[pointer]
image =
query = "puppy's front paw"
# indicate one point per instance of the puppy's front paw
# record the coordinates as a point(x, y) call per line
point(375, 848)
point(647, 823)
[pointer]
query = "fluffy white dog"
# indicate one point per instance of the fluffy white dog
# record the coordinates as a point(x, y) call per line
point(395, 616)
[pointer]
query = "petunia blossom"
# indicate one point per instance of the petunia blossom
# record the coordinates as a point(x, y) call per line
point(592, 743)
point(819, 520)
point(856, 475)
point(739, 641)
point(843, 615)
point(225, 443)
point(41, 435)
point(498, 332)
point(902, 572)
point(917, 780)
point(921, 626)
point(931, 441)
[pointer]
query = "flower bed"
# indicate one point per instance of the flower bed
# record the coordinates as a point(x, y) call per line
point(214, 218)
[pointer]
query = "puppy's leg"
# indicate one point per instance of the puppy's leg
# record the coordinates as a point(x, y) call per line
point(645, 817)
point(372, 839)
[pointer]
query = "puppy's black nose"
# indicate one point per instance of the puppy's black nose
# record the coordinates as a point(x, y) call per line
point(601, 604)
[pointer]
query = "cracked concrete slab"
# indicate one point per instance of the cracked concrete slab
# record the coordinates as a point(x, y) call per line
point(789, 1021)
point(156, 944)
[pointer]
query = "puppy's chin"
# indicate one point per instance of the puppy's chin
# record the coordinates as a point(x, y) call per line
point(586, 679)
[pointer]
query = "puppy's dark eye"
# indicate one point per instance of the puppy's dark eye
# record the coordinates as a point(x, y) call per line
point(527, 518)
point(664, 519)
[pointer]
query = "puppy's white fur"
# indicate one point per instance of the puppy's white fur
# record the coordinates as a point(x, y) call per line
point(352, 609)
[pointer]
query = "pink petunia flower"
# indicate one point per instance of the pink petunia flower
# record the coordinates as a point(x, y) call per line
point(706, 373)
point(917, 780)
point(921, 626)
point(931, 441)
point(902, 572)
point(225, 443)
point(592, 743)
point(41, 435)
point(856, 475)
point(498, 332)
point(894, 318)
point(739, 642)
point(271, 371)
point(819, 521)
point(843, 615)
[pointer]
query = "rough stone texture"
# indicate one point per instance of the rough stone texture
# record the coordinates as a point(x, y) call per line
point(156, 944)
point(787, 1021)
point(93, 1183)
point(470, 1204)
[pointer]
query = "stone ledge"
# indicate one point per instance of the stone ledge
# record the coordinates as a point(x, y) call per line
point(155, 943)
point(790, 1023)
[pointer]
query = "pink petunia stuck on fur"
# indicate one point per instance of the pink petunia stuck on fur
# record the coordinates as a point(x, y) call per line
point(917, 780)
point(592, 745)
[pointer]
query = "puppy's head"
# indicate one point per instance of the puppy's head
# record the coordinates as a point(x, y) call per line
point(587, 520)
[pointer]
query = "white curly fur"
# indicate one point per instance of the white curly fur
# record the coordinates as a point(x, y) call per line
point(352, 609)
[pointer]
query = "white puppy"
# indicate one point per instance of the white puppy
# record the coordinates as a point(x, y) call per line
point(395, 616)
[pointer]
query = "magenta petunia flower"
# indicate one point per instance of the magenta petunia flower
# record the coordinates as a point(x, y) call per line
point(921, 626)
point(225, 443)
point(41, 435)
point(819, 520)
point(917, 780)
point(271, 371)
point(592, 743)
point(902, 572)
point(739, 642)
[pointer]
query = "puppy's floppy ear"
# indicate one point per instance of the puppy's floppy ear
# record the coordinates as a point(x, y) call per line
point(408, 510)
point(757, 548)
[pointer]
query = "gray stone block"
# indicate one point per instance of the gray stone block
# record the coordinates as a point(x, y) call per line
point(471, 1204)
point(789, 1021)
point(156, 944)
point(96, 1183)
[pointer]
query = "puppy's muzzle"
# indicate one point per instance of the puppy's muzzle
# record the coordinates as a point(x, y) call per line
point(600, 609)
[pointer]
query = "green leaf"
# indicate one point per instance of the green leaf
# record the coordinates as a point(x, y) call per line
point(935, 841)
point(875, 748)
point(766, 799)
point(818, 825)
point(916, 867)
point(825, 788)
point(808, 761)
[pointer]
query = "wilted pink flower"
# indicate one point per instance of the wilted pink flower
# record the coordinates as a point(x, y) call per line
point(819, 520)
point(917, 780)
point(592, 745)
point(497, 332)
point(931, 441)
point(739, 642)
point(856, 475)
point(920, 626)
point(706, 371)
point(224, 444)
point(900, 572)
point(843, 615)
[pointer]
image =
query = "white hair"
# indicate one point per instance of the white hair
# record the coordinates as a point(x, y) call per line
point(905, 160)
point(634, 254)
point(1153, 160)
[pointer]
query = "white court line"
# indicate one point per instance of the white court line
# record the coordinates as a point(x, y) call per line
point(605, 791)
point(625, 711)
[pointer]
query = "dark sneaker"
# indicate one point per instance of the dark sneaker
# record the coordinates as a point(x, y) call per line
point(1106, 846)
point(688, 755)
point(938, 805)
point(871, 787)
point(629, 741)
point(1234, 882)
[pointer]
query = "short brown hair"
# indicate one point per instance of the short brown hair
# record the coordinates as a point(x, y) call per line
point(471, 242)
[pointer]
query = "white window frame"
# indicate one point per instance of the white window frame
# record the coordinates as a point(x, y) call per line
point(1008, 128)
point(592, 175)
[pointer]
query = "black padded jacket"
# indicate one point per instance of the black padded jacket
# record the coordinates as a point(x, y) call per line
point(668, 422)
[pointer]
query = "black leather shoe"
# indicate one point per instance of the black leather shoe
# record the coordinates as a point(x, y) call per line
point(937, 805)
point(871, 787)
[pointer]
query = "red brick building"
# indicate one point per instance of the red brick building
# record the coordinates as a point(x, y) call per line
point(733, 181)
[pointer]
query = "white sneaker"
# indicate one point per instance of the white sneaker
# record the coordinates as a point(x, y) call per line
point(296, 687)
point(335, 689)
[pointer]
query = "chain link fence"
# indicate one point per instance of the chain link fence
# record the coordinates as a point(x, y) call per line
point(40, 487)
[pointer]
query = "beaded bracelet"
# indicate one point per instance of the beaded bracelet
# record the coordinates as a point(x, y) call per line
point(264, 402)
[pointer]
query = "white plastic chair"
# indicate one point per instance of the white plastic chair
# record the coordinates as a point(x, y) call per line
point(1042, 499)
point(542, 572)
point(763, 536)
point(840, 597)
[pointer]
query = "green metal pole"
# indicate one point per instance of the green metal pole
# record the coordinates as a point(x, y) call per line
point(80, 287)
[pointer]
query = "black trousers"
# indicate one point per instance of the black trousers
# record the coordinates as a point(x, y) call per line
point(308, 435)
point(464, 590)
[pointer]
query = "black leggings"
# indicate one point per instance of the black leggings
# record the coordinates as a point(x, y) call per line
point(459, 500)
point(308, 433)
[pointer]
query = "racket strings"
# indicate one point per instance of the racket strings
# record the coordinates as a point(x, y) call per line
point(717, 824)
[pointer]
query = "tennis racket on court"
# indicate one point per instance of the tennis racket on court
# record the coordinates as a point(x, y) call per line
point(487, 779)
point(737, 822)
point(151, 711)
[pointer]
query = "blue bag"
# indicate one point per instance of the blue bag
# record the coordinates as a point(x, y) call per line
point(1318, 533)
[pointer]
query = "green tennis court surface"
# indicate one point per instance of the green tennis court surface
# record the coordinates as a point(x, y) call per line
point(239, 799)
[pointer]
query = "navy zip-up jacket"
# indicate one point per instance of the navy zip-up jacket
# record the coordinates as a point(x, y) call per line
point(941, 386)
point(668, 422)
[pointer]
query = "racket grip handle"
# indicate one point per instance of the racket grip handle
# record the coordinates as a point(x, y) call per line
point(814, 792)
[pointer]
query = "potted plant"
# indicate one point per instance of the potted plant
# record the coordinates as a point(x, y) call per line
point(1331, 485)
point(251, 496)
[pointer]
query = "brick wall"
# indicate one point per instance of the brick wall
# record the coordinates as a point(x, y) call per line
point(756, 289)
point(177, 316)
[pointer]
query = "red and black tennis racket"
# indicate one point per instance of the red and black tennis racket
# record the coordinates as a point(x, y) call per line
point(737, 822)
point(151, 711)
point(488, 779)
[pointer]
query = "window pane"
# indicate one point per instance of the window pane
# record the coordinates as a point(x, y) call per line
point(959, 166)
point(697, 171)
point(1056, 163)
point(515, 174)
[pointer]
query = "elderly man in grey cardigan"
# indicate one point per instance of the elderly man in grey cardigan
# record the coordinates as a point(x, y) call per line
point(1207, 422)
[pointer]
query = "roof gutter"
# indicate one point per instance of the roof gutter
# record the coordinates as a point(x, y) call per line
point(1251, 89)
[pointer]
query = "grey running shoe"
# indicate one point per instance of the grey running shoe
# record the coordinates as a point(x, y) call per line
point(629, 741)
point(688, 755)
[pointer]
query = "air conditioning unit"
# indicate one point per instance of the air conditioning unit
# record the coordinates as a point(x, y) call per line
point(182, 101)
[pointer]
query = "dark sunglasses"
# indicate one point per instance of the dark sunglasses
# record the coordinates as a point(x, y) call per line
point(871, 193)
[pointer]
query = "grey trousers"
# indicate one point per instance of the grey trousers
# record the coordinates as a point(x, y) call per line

◇ ◇ ◇

» **WHAT THE TASK REQUIRES**: Locate each line in the records above that contains the word "slab", and copy every one of those lines.

» **EXPECTED ANSWER**:
query = "cracked concrete slab"
# indicate one point per instance of the cracked concrete slab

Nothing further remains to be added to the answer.